● **Exercise brief**
Restate the full set of records exactly, word for word.

*** Opening Records for the exercise ***

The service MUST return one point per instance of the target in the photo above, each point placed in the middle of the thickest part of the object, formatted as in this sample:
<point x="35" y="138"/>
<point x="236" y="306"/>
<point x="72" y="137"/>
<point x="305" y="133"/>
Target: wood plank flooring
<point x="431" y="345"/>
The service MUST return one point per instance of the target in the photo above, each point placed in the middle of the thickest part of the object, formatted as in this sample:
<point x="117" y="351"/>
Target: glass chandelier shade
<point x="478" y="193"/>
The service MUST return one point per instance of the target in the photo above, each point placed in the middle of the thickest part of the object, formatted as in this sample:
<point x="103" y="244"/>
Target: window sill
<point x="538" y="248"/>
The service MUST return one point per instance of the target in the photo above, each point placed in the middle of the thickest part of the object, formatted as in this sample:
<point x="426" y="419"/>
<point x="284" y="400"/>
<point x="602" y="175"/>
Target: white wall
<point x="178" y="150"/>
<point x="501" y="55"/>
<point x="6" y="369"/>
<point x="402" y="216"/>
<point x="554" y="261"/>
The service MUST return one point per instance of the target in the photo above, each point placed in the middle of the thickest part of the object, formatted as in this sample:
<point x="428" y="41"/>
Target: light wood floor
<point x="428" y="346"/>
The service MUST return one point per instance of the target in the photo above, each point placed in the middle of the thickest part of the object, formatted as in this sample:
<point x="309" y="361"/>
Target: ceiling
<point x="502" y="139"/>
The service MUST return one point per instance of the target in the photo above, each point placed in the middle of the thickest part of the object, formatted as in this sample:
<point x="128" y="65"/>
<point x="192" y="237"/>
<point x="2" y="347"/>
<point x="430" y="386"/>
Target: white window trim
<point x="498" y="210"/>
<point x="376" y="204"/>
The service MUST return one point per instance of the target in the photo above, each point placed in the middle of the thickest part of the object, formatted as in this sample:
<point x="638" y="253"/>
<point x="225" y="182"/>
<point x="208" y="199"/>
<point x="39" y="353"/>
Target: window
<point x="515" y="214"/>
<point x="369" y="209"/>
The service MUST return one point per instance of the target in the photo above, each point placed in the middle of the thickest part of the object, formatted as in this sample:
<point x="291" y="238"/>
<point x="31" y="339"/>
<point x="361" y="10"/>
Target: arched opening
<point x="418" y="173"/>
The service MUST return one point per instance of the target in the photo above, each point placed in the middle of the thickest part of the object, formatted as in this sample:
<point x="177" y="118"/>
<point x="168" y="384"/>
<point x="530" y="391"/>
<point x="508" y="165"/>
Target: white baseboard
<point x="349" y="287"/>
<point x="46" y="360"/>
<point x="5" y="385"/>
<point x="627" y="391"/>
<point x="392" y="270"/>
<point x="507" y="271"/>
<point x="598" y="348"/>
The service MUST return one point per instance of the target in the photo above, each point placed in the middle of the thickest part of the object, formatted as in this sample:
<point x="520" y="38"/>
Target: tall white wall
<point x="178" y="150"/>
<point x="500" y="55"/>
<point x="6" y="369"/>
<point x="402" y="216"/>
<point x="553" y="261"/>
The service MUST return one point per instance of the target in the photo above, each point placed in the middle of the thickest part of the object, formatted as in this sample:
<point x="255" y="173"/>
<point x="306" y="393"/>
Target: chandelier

*** Closing Records for the exercise ***

● **Solution to the exercise**
The service MUST return one point per instance of the target in the photo above, each point placed in the middle of the thickest part of the object, formatted as in this sample:
<point x="35" y="138"/>
<point x="236" y="306"/>
<point x="72" y="137"/>
<point x="305" y="133"/>
Target: wood plank flooring
<point x="431" y="345"/>
The service MUST return one point per instance of the target in the photo above, each point placed in the middle of the thickest part of the object, formatted as in this sample:
<point x="117" y="351"/>
Target: glass chandelier shade
<point x="478" y="193"/>
The service MUST return one point per instance of the target in the photo above, each point placed in the middle of the thickest part of the object, formatted as in this sample:
<point x="103" y="244"/>
Target: window sill
<point x="538" y="248"/>
The service MUST return one point per instance of the target in the photo above, each point placed in the middle of the thickest part of the object, formatted as in this sample:
<point x="426" y="419"/>
<point x="284" y="400"/>
<point x="602" y="175"/>
Target: white wall
<point x="178" y="150"/>
<point x="501" y="55"/>
<point x="6" y="369"/>
<point x="402" y="216"/>
<point x="554" y="261"/>
The service MUST return one point per instance of the target in the photo above, each point placed in the middle of the thickest part of the object, formatted as in this sample:
<point x="428" y="41"/>
Target: light wood floor
<point x="428" y="346"/>
The service MUST return one point per instance of the target in the photo above, each point placed in the middle of the thickest part of the object, formatted as in this sample:
<point x="309" y="361"/>
Target: ceiling
<point x="502" y="139"/>
The service MUST return one point per instance of the target in the photo above, each point placed in the middle of the thickest part of the object, formatted as in this sample:
<point x="128" y="65"/>
<point x="192" y="237"/>
<point x="2" y="347"/>
<point x="430" y="386"/>
Target: white window trim
<point x="498" y="210"/>
<point x="376" y="204"/>
The service MUST return one point per instance of the target in the photo above, each point placed in the middle of the thickest part of the object, formatted as in this sample:
<point x="638" y="253"/>
<point x="225" y="182"/>
<point x="208" y="199"/>
<point x="39" y="353"/>
Target: window
<point x="515" y="214"/>
<point x="369" y="209"/>
The service MUST return one point per instance of the target in the photo above, each point placed in the middle of the thickest part of the object, formatted as in this sample:
<point x="291" y="238"/>
<point x="31" y="339"/>
<point x="361" y="10"/>
Target: arched opening
<point x="418" y="173"/>
The service MUST return one point per instance of the target in the photo above, each point placed in the middle of the thickest part of the object, formatted as in this sample:
<point x="177" y="118"/>
<point x="168" y="384"/>
<point x="530" y="391"/>
<point x="508" y="165"/>
Target: white baseboard
<point x="349" y="287"/>
<point x="46" y="360"/>
<point x="5" y="385"/>
<point x="627" y="391"/>
<point x="392" y="270"/>
<point x="507" y="271"/>
<point x="598" y="348"/>
The service MUST return one point per instance of the target in the photo above, each point placed in the middle of the thickest part of the object, formatted as in this sample:
<point x="520" y="38"/>
Target: tall white wall
<point x="178" y="150"/>
<point x="500" y="55"/>
<point x="6" y="369"/>
<point x="402" y="216"/>
<point x="553" y="261"/>
The service MUST return one point per instance of the target in the photo above, each point placed in the middle of the thickest part of the object, formatted as in this sample:
<point x="255" y="173"/>
<point x="306" y="393"/>
Target: chandelier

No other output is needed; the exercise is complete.